TASK STATEMENT:
Restate, word for word, each record that follows.

(Referring expression grounding data)
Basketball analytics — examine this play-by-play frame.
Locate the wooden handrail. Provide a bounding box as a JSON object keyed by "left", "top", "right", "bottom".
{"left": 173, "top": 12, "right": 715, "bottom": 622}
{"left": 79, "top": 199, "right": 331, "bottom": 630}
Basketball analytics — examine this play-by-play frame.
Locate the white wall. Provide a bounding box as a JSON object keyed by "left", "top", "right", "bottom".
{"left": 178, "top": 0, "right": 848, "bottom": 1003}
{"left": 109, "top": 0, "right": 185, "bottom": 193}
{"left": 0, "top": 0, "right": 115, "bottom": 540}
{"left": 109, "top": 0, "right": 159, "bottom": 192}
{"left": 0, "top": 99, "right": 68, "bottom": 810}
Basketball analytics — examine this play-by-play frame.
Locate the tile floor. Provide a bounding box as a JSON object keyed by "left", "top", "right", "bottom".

YOUR SOLUTION:
Basketball analytics — examine this play-by-play frame.
Locate the wooden handrail. Provide a bounding box as a JSON object keyed by "left", "top", "right", "bottom".
{"left": 173, "top": 12, "right": 715, "bottom": 622}
{"left": 79, "top": 199, "right": 331, "bottom": 630}
Basketball analytics — examine this play-by-play frame.
Locate the white wall. Provide a bounding box as a JSON object keyed by "left", "top", "right", "bottom".
{"left": 178, "top": 0, "right": 848, "bottom": 1003}
{"left": 109, "top": 0, "right": 185, "bottom": 193}
{"left": 0, "top": 0, "right": 115, "bottom": 540}
{"left": 109, "top": 0, "right": 159, "bottom": 192}
{"left": 0, "top": 99, "right": 68, "bottom": 810}
Basketball analytics — examine this play-by-play frame.
Locate the tile floor. Provide a bounding box as a JSON object keyed by "left", "top", "right", "bottom".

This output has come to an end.